Task requirements
A - According to the tangent line solution, what is the equation of the line tangent to f(x) = 2x^2 that is parallel to 4x + y + 3 = 0?
B - Pick up the tangent line solution after its final sentence and continue it.

Text provided
┄┄┄┄┄┄┄┄┄┄┄┄┄┄┄┄┄┄┄┄
Since the tangent line to function f(x) = 2x ^2 has to be parallel to the line 4x + y + 3 = 0, both needs to have the same slope.

Equation of the straight line can be rewritten in slope-intercept form to : y = -4x - 3. Hence the desired slope of our line is -4.

And derivative of f(x) will provide the slope of the line tangent to f(x)

d/dx(f(x)) = 4x

setting it equal to -4

4x = -4 or x= -1 provides one of the conditions

Corresponding y coordinate can be found from the f(x) = 2x^2 equation, y = 2*(-1)^2 = 2

The slope of the desired line is equal to -4, and we now have a point on the desired line (-1,2), as well the point of tangency

Using the point-slope, equation to desired line can be obtained as follows. Given slope m = -4 and a point on the desired line,(x0,y0), the equation of the line is given by

(y - y0) = m(x - x0)

y -2 = -4(x + 1 )

y = -4x -2

The given line is :-

4x + y + 3 = 0

or, y = -4x - 3 (the line is represented in slope intercept form)
┄┄┄┄┄┄┄┄┄┄┄┄┄┄┄┄┄┄┄┄
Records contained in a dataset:
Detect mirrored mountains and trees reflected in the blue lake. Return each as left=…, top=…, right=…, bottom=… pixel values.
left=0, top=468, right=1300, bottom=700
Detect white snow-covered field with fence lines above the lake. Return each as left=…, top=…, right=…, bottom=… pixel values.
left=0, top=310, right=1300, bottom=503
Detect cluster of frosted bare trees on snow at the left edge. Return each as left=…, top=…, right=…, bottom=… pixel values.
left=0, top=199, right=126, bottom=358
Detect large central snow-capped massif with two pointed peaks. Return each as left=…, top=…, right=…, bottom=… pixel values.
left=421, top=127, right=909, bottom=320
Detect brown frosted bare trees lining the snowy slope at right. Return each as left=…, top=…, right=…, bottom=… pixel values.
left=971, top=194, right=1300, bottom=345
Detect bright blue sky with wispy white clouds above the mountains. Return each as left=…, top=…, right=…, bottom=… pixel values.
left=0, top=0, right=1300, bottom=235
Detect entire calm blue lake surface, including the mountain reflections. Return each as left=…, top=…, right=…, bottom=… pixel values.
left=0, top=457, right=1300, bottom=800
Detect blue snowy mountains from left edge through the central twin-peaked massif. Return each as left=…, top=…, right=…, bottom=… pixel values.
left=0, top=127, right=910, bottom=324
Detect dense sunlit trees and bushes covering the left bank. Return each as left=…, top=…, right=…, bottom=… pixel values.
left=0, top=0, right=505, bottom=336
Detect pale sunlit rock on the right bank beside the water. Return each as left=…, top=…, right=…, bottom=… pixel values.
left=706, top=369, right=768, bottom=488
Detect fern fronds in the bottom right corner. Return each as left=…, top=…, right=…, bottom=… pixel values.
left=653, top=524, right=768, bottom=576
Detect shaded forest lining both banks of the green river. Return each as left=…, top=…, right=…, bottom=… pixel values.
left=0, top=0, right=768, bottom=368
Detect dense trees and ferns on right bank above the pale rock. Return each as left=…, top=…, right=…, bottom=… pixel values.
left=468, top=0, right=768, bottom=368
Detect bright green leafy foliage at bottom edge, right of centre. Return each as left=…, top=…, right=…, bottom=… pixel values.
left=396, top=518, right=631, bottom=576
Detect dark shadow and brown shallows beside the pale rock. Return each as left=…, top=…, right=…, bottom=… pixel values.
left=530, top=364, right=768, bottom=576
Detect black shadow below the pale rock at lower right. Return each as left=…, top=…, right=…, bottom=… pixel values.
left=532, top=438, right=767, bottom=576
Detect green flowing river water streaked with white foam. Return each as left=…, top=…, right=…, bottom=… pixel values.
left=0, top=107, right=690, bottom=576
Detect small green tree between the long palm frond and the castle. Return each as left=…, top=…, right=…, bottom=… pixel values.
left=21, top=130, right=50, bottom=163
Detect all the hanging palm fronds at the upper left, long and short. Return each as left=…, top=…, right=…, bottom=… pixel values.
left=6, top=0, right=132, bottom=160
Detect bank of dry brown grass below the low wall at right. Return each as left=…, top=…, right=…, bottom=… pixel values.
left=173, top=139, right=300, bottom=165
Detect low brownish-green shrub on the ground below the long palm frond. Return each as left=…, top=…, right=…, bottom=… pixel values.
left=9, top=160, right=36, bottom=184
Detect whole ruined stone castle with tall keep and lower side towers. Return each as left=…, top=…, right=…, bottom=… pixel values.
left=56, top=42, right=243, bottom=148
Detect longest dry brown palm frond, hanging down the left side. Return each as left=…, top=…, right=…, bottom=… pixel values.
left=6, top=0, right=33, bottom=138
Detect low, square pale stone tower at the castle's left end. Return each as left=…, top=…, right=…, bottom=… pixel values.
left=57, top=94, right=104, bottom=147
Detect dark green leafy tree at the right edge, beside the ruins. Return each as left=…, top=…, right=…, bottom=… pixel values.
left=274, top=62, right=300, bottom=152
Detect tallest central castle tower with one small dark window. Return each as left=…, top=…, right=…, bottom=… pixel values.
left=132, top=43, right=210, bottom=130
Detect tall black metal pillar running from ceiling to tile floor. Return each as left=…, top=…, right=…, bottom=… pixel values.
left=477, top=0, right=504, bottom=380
┄┄┄┄┄┄┄┄┄┄┄┄┄┄┄┄┄┄┄┄
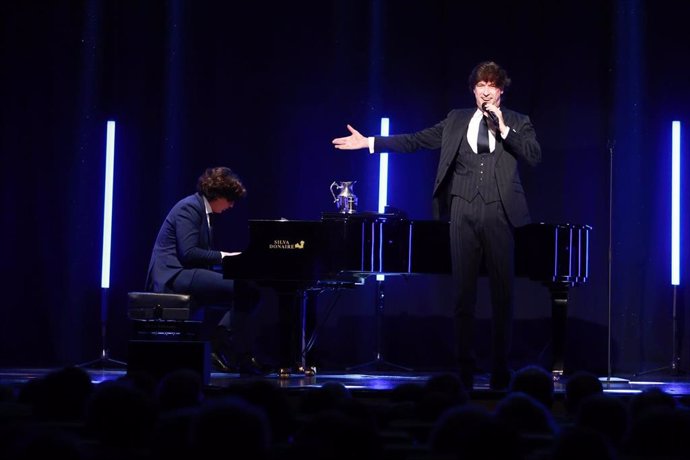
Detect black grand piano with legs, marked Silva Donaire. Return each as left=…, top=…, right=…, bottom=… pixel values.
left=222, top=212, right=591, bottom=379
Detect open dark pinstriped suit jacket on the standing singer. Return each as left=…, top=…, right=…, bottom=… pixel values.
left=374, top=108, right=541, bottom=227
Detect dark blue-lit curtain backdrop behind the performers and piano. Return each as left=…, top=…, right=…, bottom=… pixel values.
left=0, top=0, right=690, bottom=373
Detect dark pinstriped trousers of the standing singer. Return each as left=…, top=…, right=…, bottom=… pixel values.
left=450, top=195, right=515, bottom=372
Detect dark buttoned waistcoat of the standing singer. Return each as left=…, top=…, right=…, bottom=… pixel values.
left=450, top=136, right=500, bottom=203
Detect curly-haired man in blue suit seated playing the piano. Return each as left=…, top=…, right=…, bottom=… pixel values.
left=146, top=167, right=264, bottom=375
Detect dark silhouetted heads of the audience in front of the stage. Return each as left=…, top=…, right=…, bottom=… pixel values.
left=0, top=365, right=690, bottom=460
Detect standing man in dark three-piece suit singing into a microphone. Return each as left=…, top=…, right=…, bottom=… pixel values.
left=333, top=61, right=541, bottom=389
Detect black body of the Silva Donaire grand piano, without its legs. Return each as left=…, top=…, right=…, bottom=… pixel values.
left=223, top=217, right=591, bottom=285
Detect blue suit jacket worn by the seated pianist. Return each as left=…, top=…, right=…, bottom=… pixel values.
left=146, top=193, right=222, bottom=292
┄┄┄┄┄┄┄┄┄┄┄┄┄┄┄┄┄┄┄┄
Responses by task
A - y = -4x - 2

B -
Thus, the slope of the line = -4

Now, the tangent to the curve f(x) = 2(x^2) is parallel to the above line

Thus, the slope of the tangent = slope of the line = -4.......(1)

The given function is:-

f(x) = 2(x^2)

differentiating both sides w.r.t 'x' we get

f'(x) = 4x

Now, slope of the tangent = -4

Thus, 4x = -4

or, x = -1 Putting the value of x = -1 in the given equation of curve, we get

f(-1) = y = 2

Hence the tangent passes through the point (-1,2)

Thus, equation of the tangent at the point (-1,2) and having slope = -4 is :-

y - 2 = (-4)*(x - (-1))

or, y - 2 = -4x - 4

or, y + 4x + 2 = 0 is the equation of the tangent to the given curve at (-1,2)